Exercise task — Collect every line of the data below that contains the string "lake" and copy each such line in full.

[Records in a dataset]
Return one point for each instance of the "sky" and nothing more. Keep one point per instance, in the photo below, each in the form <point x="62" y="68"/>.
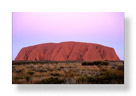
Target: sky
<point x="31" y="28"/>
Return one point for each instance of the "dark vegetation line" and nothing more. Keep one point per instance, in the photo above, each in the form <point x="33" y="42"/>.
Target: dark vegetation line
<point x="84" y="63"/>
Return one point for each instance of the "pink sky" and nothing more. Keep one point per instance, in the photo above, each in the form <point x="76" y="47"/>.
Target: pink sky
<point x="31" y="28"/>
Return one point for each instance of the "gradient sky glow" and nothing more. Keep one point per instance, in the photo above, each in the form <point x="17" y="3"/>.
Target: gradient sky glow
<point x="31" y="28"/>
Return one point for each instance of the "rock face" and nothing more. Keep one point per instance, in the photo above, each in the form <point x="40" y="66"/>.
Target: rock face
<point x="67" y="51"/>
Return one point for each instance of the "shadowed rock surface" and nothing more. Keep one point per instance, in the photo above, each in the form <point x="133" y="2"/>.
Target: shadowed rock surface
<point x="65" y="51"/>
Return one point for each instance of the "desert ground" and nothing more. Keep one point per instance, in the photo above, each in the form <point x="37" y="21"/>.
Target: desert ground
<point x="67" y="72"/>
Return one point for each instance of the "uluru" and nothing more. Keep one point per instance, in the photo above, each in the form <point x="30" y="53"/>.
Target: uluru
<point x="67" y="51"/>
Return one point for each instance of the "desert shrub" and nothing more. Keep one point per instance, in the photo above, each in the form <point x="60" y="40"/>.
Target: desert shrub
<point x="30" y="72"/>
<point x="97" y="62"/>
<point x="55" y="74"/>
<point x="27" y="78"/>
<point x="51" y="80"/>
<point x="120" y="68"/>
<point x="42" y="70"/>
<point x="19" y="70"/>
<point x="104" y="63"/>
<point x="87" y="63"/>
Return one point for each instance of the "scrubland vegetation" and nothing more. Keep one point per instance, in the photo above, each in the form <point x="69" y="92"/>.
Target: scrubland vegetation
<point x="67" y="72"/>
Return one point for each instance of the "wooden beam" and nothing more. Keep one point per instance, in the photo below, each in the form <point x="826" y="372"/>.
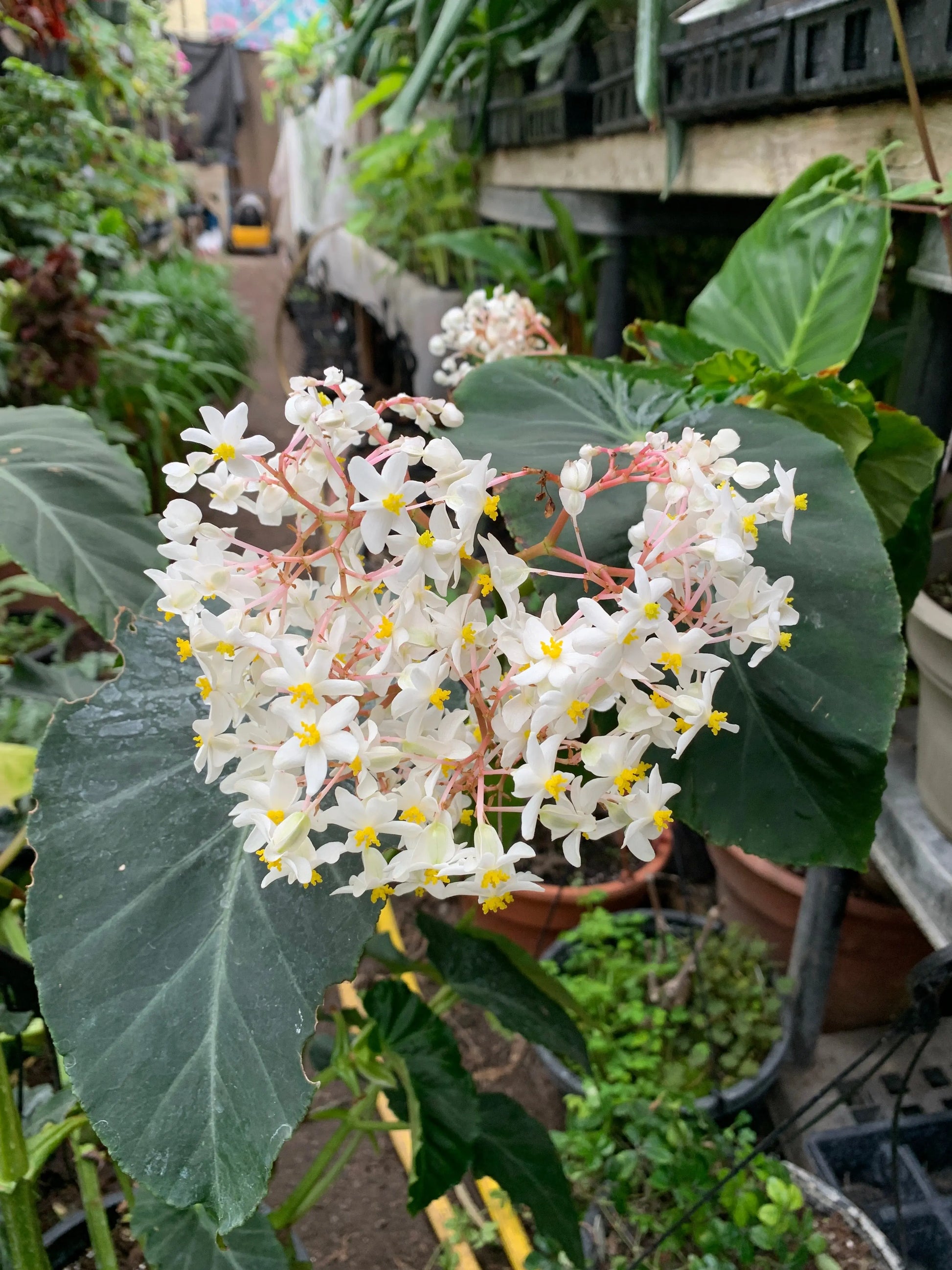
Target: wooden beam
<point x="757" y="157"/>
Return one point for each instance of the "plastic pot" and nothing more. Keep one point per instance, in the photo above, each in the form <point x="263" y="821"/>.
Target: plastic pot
==
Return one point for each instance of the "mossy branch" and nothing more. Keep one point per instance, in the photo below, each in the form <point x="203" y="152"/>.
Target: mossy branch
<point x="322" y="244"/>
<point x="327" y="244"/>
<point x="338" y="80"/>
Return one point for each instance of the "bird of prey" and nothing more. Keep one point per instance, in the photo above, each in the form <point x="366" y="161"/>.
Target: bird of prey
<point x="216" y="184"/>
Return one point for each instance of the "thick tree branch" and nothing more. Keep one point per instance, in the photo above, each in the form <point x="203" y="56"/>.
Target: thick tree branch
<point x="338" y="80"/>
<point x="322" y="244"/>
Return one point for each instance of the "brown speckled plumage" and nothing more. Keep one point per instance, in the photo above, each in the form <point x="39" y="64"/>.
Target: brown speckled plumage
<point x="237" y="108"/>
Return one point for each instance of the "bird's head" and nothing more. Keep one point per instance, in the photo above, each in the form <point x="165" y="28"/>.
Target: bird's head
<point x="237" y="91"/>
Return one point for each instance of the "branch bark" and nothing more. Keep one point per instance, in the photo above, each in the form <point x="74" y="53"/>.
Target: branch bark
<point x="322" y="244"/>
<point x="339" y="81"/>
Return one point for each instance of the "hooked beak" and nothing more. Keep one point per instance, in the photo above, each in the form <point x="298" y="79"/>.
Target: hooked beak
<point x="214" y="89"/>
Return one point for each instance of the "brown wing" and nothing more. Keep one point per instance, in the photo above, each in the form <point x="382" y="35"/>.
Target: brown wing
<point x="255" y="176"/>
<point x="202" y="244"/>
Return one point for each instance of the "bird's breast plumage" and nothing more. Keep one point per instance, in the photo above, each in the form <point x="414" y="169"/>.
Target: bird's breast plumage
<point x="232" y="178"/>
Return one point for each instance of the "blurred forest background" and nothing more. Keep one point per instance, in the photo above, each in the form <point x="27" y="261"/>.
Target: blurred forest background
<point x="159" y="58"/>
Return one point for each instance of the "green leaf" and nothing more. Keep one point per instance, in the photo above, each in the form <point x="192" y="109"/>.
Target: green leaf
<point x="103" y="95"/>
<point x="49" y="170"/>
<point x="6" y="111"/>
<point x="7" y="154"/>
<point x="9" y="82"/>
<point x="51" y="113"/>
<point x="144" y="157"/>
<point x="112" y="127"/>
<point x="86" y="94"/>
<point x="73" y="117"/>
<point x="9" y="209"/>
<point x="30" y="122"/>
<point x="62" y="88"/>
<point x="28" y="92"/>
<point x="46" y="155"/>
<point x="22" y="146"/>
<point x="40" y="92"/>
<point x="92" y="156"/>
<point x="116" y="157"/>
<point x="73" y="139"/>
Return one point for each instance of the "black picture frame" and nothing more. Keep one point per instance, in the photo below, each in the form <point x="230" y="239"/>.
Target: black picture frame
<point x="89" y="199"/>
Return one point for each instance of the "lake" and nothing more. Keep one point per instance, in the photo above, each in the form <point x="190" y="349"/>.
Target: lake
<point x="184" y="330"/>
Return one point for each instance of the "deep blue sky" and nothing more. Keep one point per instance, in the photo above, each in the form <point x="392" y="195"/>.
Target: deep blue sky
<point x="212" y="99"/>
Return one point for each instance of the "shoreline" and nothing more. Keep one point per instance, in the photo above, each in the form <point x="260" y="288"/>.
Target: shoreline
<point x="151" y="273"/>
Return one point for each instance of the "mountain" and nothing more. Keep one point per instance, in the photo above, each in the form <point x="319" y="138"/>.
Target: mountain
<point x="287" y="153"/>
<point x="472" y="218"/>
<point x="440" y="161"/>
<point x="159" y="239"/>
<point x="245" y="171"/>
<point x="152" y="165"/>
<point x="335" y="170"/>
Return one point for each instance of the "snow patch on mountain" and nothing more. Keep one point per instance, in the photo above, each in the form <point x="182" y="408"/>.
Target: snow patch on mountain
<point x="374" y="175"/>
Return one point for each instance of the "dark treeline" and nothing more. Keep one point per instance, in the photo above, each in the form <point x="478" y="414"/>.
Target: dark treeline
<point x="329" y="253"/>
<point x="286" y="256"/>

Full solution —
Return one point for each instance of the "lake" and nothing more. Keep one point per instance, in the photo above, each in the form <point x="190" y="349"/>.
Target: lake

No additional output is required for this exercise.